===== TEXT SECTION

# Stinky Flew The Coop ..



## TAWhatley (Mar 6, 2001)

My much loved old feral pigeon, Stinky (aka Catherine The Great), got out on me late yesterday afternoon. She circled the yard a couple of times then flew to a very tall palm tree about a block away, sat for a few minutes and took off to the northwest (which would be heading back towards where she came from). I had Stinky for years .. just found an early on picture dated April of 2001, so she's been here at least 6 years. She had taken up with Darth Vader and seemed to be happy and content. I have no idea what prompted her to leave, but leave she did. I've watched for her to return all day today, but there is no sign of her.

Be safe and be happy, old girl. I miss you.

http://www.rims.net/2005Dec24/target2.html

Terry


----------



## Pidgey (May 20, 2005)

Was she ready to go?

Pidgey


----------



## TAWhatley (Mar 6, 2001)

Pidgey said:


> Was she ready to go?
> 
> Pidgey


Apparently .. she took off like a rocket. Seriously, she was very healthy and had recovered from her injuries years ago.

Terry


----------



## Pidgey (May 20, 2005)

Well, maybe she'd like to revisit her old haunts before she passes away. All of my ancestors have been like that.

Pidgey


----------



## Charis (Feb 11, 2007)

It must feel good to her to fly free.


----------



## feralpigeon (Feb 14, 2005)

Terry, I'm sorry to hear about Stinky, I know how much you loved
the old gal. I'm hoping she'll pull a Tooter on you.

fp


----------



## Charis (Feb 11, 2007)

Still, it wouldn't be surprising at all if she came back.


----------



## TAWhatley (Mar 6, 2001)

Pidgey said:


> Well, maybe she'd like to revisit her old haunts before she passes away. All of my ancestors have been like that.
> 
> Pidgey


Well .. ya know .. I actually thought of that .. that she wanted to go back home before her time came. I have no idea how old she was when she came here, but she was an adult. I try not to anthropomorphize, but I know I did in this case. Hopefully she will be out in the backyard in the AM and make me feel like a fool .. somehow, I don't think that is going to happen .. 

Terry


----------



## Pete Jasinski (Jan 2, 2005)

TAWhatley said:


> Hopefully she will be out in the backyard in the AM and make me feel like a fool .. somehow, I don't think that is going to happen ..
> 
> Terry


Never say never, Terry, just look at Tooter! There's always hope and when you least expect it miracles happen


----------



## TAWhatley (Mar 6, 2001)

Thanks, everyone .. I think Stinky is gone for good, but we shall see. After all these years I figure she left for a reason and a reason that I don't know or understand. 

Terry


----------



## Boni Birds (Mar 19, 2007)

So sorry about Stinky, sometimes birds do the oddest things... hope she returns. It is so hard to lose one no matter how.


----------



## mr squeaks (Apr 14, 2005)

Terry,

I'm not going to say "sorry" .... yet...

"it ain't over til it's over"

==========

# [SHORT PROBLEM A]
List every distinct username that posts in the thread about Stinky the pigeon.
# [SHORT PROBLEM B]
In the thread about Stinky the pigeon, what other name is Stinky known by?
# [SHORT PROBLEM C]
Extend the thread about Stinky the pigeon, picking up after its final post.
The listing after this point is separate material and not part of the thread about Stinky the pigeon.

===== COLLECTED MATERIAL

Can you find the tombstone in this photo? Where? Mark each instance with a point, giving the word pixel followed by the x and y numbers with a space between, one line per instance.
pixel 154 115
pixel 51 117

==========

# [EXPECTED OUTPUT A]
TAWhatley, Pidgey, Charis, feralpigeon, Pete Jasinski, Boni Birds, mr squeaks

# [EXPECTED OUTPUT B]
Catherine The Great

# [EXPECTED OUTPUT C]
We will send out "Stinky, return home!" thoughts  

Hugs

Shi
& Mr. Squeaks


----------



## pdpbison (Mar 15, 2005)

TAWhatley said:


> Thanks, everyone .. I think Stinky is gone for good, but we shall see. After all these years I figure she left for a reason and a reason that I don't know or understand.
> 
> Terry



Hi Terry, 


Birds, like anyone, sometimes need a Vacation...or just want to have a change of venue.


I bet she comes back after a while, might be days, weeks, months even.

SHe was not in a mated relationship? No Eggs or Babys presently?



Phil
Las Vegas


----------



## Skyeking (Jan 17, 2003)

Hi Terry,

I'm sorry to hear Stinky "flew the coop", I hope she returns to live out her life in contentment and happiness with her familiar flock, perhaps she just needed a vacation. I DO hope she pulls a Tooter on you, as fp mentioned.


----------



## Maggie-NC (Jun 22, 2005)

Terry, don't quite know what to say about Stinky leaving - part of me wants her to return and another wants her to soar to the heavens. I do know that when they decide to fly out of a loft or aviary, they'll do it quicker than a blink.

Our ****** pulled that a few years ago but fortunately she stayed around the house - torn between freedom and captivity - until mean old me grabbed her by the tail and made the decision for her.


----------



## Feefo (Feb 8, 2002)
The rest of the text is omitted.